> Assigned task:
Please rewrite the lines from the one with "Each <instance> block" up to and including the one with "positive clicks: (605, 378)", swapping "rough mask" for "coarse mask" and leaving everything else unchanged.

=== Dataset content ===

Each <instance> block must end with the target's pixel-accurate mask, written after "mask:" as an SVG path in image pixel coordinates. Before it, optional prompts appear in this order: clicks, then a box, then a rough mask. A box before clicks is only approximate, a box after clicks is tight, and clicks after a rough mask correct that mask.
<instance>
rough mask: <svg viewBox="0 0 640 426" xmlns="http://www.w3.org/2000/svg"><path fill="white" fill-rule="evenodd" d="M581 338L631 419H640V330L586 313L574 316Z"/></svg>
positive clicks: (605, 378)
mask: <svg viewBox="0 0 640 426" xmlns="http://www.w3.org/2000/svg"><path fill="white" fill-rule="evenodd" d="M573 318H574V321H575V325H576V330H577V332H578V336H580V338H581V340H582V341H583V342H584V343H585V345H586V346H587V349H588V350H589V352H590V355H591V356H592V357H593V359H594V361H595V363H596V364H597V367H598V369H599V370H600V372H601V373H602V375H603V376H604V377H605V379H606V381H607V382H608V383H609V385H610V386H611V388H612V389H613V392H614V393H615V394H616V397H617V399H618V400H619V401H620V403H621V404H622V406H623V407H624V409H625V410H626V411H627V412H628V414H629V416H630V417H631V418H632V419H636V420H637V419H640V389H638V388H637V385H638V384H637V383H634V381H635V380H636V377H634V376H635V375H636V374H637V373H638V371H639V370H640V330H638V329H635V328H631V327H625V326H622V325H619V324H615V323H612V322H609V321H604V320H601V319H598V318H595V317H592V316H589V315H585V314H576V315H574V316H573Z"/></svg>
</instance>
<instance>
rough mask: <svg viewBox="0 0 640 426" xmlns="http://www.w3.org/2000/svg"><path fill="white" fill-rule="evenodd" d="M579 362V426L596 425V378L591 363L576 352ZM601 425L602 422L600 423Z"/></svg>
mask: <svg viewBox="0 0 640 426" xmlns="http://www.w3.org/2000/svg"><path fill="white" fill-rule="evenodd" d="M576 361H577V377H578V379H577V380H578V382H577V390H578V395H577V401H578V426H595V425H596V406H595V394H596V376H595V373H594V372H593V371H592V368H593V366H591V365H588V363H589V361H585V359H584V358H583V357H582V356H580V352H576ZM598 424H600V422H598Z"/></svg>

===
=== Dataset content ===

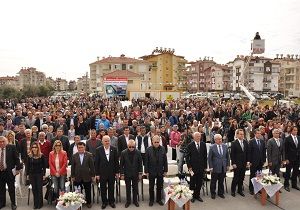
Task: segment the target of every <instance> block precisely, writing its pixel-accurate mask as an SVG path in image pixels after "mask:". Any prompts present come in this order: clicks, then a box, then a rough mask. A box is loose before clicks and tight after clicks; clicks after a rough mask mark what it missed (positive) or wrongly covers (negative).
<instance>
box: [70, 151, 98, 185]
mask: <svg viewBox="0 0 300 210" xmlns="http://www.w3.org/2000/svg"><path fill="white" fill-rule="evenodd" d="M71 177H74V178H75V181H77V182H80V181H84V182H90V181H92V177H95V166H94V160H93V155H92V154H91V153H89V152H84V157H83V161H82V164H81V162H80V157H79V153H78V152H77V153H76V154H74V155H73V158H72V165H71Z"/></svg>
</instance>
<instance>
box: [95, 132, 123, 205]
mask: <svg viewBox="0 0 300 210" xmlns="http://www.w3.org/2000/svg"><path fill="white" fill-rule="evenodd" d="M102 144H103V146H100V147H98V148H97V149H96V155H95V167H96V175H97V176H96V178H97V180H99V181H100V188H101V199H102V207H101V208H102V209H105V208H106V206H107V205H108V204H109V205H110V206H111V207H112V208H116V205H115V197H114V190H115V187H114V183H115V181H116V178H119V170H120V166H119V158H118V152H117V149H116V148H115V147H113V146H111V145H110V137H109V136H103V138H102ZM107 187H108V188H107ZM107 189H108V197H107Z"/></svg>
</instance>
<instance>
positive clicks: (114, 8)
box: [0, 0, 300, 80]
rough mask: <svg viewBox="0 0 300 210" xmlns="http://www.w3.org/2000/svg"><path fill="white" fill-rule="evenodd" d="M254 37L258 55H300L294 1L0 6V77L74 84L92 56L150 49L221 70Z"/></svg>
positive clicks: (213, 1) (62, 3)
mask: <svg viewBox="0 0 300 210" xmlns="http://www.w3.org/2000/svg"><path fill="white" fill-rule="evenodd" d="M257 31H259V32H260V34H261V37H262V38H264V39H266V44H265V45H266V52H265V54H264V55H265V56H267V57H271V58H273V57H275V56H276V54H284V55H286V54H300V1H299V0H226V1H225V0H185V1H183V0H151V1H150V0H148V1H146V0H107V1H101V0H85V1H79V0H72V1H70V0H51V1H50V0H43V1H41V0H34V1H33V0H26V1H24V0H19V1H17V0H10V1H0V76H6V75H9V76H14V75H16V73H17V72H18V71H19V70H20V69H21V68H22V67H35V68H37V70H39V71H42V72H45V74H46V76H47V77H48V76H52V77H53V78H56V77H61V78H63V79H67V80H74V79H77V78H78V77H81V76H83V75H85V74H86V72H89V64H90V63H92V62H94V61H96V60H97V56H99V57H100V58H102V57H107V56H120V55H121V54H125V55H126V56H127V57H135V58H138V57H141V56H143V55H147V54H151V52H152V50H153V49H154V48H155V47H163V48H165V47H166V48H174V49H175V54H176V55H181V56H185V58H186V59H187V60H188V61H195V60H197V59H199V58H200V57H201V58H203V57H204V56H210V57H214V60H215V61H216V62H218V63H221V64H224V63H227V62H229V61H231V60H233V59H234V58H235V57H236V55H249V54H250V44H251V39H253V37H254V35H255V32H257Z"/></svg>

===
=== Dataset content ===

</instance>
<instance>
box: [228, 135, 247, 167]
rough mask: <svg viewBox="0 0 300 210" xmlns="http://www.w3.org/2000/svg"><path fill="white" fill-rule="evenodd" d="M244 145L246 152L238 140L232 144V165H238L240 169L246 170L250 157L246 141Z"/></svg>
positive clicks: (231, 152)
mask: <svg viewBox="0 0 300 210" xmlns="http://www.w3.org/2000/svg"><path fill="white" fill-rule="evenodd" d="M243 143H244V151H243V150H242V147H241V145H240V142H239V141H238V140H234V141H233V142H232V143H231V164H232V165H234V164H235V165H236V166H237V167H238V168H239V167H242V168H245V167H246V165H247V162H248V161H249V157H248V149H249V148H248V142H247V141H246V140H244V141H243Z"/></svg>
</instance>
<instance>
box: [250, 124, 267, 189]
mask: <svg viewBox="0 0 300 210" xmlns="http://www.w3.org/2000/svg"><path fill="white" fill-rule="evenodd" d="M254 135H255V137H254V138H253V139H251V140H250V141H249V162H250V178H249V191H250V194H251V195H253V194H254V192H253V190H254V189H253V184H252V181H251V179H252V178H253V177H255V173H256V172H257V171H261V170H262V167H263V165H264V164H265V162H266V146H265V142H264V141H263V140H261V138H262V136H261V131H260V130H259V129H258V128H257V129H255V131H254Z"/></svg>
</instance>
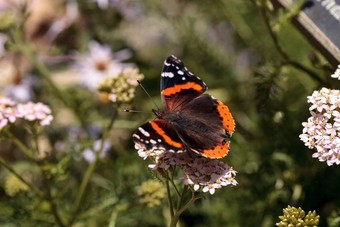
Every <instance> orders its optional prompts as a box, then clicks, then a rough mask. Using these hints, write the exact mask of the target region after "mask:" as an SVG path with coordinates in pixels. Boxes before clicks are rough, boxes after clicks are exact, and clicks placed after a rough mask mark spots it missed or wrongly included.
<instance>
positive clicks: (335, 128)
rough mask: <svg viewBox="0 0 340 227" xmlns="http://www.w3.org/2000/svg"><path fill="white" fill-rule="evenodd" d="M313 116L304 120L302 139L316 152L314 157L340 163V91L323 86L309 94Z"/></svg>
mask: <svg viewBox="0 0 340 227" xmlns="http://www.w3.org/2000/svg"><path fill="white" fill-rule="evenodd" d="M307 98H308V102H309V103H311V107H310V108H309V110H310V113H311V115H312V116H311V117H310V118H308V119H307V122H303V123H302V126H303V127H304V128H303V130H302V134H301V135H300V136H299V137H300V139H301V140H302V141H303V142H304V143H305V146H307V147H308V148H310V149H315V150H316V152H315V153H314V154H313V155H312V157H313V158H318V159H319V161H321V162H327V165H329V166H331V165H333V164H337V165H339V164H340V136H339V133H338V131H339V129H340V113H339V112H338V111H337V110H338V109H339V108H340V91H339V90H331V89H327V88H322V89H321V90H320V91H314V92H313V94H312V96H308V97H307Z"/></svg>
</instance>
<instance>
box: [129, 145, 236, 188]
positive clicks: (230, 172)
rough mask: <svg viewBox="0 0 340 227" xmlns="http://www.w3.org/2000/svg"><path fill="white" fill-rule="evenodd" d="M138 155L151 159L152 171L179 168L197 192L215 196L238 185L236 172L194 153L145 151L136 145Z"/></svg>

===

> Solution to the exercise:
Each <instance> block must end with the target's pixel-accurate mask, written after "mask:" as an SVG path in image pixel coordinates. Before it, optional prompts appear in this order: clicks, then a box, then a coarse mask. A box before clicks is only approximate, a box after clicks is tight, and clicks after a coarse mask correct that mask.
<instance>
coarse mask: <svg viewBox="0 0 640 426" xmlns="http://www.w3.org/2000/svg"><path fill="white" fill-rule="evenodd" d="M581 338L631 419H640V330L586 313L574 316Z"/></svg>
positive clicks: (605, 378)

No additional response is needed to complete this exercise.